## Data for analysis
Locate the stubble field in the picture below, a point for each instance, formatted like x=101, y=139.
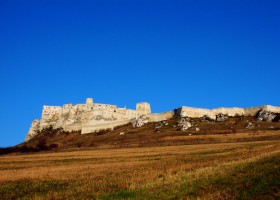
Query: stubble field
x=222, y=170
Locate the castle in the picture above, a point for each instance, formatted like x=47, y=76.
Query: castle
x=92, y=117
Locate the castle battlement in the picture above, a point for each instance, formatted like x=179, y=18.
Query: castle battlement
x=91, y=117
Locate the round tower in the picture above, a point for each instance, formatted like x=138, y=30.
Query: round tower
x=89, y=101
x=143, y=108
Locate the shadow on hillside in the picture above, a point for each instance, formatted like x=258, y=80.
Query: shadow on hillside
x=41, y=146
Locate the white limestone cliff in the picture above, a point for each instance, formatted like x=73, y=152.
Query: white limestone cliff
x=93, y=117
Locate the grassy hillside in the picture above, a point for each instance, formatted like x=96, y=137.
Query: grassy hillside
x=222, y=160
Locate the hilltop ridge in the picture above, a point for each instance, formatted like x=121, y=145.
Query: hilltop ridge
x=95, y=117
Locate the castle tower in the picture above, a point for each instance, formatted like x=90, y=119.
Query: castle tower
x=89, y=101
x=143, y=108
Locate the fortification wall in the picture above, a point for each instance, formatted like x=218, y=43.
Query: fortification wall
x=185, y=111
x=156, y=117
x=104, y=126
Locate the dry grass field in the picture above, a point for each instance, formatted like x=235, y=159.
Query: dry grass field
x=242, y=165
--
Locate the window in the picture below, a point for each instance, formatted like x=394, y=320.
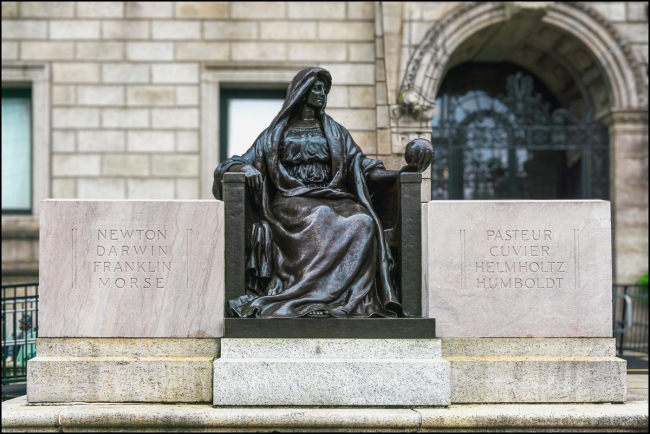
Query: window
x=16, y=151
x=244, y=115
--
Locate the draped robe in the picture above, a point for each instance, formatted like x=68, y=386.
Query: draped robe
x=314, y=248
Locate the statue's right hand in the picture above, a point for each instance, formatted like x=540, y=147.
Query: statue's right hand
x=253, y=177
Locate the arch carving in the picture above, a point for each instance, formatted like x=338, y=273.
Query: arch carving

## Directions
Range to copy from the records above: the line containing "Locate the stubble" to the line containing "Locate the round", both included. Output those lines exactly and only those, skipping pictures.

## Expected answer
Locate the stubble field in the picture below, a point for each instance, formatted like x=101, y=139.
Query: stubble field
x=222, y=170
Locate the castle in the picture above, a point for each instance, formatted like x=47, y=76.
Query: castle
x=92, y=117
Locate the castle battlement in the picture above, a point for each instance, formatted like x=179, y=18.
Query: castle battlement
x=91, y=117
Locate the round tower in the picture above, a point for each instance, formatted like x=138, y=30.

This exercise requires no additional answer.